**** 제공된 항목

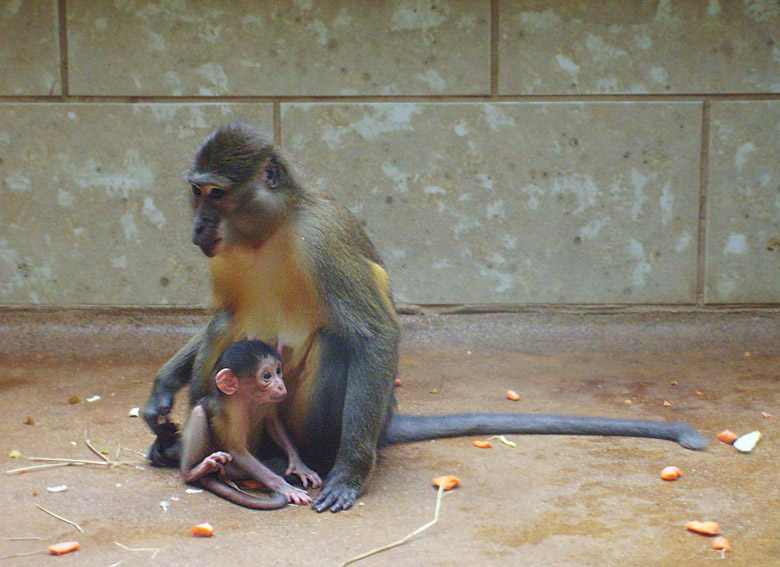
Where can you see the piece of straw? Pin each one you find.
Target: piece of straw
(50, 513)
(405, 539)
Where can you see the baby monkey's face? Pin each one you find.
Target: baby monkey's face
(269, 380)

********

**목표:**
위 항목의 모든 줄을 빈 줄 없이 번호 목록으로 제시하되, 그림은 답에서 빼세요.

**정답:**
1. Where can you see the piece of straw? Pin each one you find.
2. Target: piece of straw
3. (50, 513)
4. (405, 539)
5. Where can you see the baby monkey's face? Pin each one you find.
6. Target: baby monkey's face
7. (269, 380)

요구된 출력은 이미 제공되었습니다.